- _SUPPLIED TEXT_:
We have a Leather Care Kit which is great for cleaning car leather. It comes with 500ml each of Leather Ultra Clean and Leather Protection Cream.

The Ultra Clean is a general cleaner which will remove any dirt and grime from the leather's surface. It's a mild cleaner so is safe to use even on all leather and vinyl. You may find that you also benefit from using the Tampico Brush, as this will help to remove the dirt/grime which is trapped within the grain.
The Leather Protection Cream is used after cleaning to add an additional protective layer to the leather to help protect against spillages and make the leather easier to clean in future. It even contains UV inhibitors so is ideal for car interiors.

We're quite proud of the fact that the Leather Ultra Clean was voted the best leather cleaner in Classics Monthly Magazine's test of 14 leather cleaners. It was, in fact, the first product ever to be scored 20/20 in one of the magazine's product reviews; which just goes to show it really is as good as we say it is!

Leather Care Kit: http://www.furnitureclinic.co.uk/Leather_Care_Kit.htm
Tampico Brush: http://www.furnitureclinic.co.uk/Tampico_Brush.php
Sponge & Cloth Bundle: http://www.furnitureclinic.co.uk/Sponges_Cloths.php


----------



## Stoner

rlmccarty2000 said:


> I use Meguires APC diluted 10:1 and then wipe down with a wet microfiber to remove any residue. Safe and effective. For door jambs and engine compartments I go to 4:1.

- _ENTRIES PROVIDED_:

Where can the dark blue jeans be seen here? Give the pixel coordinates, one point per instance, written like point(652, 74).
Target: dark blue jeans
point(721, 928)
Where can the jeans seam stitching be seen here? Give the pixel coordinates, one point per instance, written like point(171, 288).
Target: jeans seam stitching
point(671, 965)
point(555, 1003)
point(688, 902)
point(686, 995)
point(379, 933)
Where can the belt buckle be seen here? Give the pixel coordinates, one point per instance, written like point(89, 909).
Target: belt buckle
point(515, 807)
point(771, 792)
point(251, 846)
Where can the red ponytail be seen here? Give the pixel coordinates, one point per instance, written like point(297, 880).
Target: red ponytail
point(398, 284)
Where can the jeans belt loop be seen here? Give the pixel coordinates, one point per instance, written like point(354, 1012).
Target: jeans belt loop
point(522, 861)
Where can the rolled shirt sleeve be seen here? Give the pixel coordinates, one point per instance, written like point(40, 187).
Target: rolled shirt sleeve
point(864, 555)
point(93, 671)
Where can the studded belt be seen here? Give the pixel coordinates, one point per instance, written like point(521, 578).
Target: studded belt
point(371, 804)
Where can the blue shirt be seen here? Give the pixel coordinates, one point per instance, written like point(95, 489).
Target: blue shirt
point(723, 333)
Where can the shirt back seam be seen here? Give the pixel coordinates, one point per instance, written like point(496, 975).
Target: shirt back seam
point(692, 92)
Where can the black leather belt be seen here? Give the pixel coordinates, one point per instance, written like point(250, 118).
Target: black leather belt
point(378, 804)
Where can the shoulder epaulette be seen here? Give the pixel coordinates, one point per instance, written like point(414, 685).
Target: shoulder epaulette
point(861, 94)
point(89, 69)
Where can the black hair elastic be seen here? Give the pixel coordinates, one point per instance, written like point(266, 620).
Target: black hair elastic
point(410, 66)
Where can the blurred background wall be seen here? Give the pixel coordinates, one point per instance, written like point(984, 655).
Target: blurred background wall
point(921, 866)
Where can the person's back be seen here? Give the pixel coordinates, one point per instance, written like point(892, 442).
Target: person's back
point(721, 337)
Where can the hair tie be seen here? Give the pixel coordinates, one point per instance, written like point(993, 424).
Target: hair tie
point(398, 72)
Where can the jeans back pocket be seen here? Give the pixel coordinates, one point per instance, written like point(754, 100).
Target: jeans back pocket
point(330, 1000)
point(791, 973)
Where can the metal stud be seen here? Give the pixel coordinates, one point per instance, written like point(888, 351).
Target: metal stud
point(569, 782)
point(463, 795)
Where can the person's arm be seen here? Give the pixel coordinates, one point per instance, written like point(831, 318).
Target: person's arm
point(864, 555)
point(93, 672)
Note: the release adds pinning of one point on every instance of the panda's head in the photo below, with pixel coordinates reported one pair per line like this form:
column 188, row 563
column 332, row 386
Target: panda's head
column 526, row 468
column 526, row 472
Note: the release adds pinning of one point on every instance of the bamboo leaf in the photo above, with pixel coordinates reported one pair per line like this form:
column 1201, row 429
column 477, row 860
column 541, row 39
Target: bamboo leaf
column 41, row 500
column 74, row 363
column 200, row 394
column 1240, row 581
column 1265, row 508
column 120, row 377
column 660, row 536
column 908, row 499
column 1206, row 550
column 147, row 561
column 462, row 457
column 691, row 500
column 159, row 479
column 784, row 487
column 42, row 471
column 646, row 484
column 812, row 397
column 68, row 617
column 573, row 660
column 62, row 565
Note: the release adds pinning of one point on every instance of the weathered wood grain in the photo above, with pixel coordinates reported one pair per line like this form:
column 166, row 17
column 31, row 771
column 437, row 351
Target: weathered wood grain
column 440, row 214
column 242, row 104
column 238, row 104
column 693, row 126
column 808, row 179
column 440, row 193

- _THE EXERCISE_: Reproduce the part of the leather care post that opens with the words containing "The Ultra Clean" and closes with "within the grain.". The listing comes from a source separate from the leather care post.

- _OUTPUT OF THE TASK_:
The Ultra Clean is a general cleaner which will remove any dirt and grime from the leather's surface. It's a mild cleaner so is safe to use even on all leather and vinyl. You may find that you also benefit from using the Tampico Brush, as this will help to remove the dirt/grime which is trapped within the grain.